● Referring expression pointing data
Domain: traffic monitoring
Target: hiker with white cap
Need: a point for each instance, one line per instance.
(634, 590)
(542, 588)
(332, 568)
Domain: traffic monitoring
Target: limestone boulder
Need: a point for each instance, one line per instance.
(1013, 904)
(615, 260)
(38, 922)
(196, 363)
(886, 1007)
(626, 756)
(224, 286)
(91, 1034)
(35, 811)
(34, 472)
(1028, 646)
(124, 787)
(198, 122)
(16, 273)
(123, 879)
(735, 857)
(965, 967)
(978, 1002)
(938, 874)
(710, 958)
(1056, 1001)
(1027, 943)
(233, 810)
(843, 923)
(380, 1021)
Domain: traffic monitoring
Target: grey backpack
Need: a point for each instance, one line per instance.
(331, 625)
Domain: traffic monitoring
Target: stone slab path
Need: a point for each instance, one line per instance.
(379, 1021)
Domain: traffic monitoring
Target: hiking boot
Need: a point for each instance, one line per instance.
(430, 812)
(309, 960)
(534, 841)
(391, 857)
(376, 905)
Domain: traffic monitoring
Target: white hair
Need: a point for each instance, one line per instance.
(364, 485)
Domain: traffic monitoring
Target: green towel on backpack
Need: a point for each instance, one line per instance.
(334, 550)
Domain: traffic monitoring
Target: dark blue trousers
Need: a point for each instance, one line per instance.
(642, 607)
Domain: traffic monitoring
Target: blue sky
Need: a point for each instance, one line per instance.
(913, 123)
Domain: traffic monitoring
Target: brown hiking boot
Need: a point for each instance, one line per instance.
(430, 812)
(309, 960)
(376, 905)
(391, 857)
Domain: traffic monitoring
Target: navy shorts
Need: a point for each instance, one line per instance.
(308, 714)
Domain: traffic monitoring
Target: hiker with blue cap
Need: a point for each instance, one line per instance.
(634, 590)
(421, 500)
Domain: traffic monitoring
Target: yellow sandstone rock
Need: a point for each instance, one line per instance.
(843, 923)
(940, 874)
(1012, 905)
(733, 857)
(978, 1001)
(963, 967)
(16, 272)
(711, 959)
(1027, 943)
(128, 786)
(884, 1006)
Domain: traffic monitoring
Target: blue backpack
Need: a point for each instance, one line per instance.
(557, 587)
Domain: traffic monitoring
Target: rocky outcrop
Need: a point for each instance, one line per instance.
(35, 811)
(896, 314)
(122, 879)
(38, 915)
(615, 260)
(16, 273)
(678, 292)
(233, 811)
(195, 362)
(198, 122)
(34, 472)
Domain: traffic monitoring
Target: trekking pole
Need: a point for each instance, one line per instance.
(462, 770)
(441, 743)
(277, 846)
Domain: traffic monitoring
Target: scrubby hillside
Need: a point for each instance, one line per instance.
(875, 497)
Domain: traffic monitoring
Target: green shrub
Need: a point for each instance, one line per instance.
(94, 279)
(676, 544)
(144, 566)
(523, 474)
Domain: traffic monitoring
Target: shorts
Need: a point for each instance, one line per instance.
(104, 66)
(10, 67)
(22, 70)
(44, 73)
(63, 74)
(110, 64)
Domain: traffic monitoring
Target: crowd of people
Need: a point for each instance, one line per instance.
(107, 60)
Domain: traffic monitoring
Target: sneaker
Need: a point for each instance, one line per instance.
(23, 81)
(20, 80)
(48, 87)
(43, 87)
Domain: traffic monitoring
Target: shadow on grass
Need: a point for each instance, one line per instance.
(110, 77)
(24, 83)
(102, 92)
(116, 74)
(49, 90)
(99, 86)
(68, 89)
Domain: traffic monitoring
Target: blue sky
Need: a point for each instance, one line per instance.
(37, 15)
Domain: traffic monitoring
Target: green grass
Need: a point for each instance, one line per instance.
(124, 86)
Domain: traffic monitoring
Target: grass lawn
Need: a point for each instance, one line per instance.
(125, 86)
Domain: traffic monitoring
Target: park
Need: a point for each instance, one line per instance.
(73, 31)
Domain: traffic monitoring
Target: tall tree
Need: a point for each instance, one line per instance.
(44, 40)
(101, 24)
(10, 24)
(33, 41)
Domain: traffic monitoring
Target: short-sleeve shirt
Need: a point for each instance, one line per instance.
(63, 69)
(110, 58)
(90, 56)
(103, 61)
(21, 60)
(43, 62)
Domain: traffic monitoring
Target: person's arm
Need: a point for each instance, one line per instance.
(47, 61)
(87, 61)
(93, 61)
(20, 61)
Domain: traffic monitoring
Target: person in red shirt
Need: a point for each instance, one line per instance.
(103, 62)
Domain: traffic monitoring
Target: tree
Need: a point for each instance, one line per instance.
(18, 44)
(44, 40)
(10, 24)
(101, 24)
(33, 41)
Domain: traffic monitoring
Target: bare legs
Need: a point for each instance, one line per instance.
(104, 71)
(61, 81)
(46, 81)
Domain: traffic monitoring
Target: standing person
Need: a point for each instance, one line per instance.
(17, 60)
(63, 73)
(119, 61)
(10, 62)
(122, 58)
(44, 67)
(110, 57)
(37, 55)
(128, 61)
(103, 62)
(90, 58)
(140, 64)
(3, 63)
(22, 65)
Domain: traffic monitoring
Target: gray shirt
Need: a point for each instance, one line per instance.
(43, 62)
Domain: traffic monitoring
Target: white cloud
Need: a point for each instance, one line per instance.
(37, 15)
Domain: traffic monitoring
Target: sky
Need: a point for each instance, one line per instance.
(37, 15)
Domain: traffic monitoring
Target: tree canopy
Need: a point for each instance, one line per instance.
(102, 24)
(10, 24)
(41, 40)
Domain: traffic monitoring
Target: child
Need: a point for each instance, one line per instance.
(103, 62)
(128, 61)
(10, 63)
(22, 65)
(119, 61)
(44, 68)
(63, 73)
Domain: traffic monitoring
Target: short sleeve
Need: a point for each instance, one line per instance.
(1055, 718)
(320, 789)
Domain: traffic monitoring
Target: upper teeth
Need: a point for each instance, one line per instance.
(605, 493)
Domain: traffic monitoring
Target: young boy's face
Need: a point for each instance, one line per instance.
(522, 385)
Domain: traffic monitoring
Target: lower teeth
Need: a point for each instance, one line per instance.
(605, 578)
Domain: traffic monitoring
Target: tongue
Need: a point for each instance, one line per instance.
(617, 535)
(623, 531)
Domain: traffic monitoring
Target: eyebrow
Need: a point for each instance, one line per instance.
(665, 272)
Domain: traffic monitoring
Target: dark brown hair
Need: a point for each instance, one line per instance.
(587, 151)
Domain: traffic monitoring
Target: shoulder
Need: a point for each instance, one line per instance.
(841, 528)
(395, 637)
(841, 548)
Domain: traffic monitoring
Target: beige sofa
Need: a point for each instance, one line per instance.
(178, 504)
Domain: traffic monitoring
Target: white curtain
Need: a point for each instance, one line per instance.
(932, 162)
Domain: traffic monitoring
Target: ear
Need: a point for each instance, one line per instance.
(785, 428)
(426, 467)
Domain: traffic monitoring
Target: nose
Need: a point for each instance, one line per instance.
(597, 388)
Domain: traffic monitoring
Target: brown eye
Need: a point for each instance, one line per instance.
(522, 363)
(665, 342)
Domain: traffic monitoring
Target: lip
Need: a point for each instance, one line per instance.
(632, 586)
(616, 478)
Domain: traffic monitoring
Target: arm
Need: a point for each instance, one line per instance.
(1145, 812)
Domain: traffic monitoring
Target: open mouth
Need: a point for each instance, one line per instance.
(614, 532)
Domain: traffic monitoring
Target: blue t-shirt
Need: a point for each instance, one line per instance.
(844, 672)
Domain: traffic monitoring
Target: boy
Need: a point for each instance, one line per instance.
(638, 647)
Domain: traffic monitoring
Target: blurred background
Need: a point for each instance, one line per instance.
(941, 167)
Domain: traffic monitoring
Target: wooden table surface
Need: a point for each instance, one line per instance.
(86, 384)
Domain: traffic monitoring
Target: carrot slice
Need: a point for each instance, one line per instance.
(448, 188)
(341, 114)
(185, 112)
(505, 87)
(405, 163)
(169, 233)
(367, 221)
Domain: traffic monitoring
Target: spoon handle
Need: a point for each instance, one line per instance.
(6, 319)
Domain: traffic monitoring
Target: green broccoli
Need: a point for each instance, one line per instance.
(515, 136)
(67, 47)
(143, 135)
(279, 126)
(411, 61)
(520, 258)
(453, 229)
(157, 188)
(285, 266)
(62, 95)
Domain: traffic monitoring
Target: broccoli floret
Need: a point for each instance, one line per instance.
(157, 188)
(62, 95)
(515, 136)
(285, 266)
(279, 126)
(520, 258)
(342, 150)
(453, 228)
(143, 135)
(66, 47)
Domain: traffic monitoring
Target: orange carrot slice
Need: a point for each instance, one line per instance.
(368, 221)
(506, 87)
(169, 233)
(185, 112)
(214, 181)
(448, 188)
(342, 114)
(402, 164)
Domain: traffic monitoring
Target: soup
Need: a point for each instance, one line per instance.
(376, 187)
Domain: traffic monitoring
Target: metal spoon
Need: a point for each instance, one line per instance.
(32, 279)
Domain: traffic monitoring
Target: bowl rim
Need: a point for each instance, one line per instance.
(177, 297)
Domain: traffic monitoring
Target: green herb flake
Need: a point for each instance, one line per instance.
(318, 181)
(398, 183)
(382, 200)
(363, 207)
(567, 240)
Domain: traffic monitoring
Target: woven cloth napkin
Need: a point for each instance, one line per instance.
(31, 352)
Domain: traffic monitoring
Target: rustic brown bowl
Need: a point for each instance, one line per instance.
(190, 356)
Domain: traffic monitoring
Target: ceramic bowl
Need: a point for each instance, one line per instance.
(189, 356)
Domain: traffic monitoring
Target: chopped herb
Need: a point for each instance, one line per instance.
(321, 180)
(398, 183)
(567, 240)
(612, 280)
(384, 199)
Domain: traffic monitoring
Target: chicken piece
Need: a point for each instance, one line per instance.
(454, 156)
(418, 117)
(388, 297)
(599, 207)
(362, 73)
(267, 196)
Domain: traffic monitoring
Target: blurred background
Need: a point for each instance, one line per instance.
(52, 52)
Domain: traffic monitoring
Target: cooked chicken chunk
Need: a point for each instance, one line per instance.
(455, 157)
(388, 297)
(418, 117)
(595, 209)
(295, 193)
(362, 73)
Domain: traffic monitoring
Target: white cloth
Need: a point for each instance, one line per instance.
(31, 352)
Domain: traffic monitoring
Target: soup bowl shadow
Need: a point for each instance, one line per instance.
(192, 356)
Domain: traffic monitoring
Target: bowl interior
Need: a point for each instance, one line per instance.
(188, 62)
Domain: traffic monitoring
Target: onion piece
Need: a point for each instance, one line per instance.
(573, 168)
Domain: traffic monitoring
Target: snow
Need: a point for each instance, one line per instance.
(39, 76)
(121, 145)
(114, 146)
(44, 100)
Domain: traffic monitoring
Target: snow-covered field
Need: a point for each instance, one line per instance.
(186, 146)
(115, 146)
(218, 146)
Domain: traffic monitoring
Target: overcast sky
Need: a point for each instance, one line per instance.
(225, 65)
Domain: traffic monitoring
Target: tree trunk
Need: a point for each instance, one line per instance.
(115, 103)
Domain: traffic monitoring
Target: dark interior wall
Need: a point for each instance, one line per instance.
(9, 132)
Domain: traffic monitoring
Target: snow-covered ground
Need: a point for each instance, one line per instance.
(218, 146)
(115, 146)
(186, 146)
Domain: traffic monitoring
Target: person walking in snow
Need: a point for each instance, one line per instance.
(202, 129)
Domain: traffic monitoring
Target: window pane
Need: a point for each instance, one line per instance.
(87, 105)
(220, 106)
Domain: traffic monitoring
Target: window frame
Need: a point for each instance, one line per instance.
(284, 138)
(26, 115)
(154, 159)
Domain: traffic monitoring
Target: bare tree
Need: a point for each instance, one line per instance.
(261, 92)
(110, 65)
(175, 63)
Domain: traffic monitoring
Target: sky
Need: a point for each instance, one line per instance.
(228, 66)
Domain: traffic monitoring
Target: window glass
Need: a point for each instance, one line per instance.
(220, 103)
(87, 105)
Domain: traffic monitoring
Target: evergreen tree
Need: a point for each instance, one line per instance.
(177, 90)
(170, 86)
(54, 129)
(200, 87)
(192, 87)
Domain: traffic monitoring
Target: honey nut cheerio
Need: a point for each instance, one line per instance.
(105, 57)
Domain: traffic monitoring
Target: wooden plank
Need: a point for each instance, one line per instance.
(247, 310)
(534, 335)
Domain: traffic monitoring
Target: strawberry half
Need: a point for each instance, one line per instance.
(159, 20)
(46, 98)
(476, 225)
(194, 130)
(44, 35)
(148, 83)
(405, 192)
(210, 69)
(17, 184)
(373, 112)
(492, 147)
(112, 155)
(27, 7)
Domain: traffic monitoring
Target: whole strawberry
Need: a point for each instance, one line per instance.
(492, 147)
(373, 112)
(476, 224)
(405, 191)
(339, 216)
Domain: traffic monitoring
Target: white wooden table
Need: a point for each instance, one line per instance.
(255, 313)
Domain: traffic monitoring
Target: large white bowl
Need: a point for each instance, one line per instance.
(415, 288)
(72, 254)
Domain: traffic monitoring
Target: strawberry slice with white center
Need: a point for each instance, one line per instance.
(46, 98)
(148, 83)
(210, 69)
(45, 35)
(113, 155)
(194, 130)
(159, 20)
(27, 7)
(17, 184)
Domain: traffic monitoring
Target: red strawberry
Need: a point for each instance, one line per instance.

● TO DO
Copy all lines from the entries that contain the word "with".

● ANSWER BOX
Target: hiker with white cap
Target: hiker with blue cap
Target: strawberry slice with white center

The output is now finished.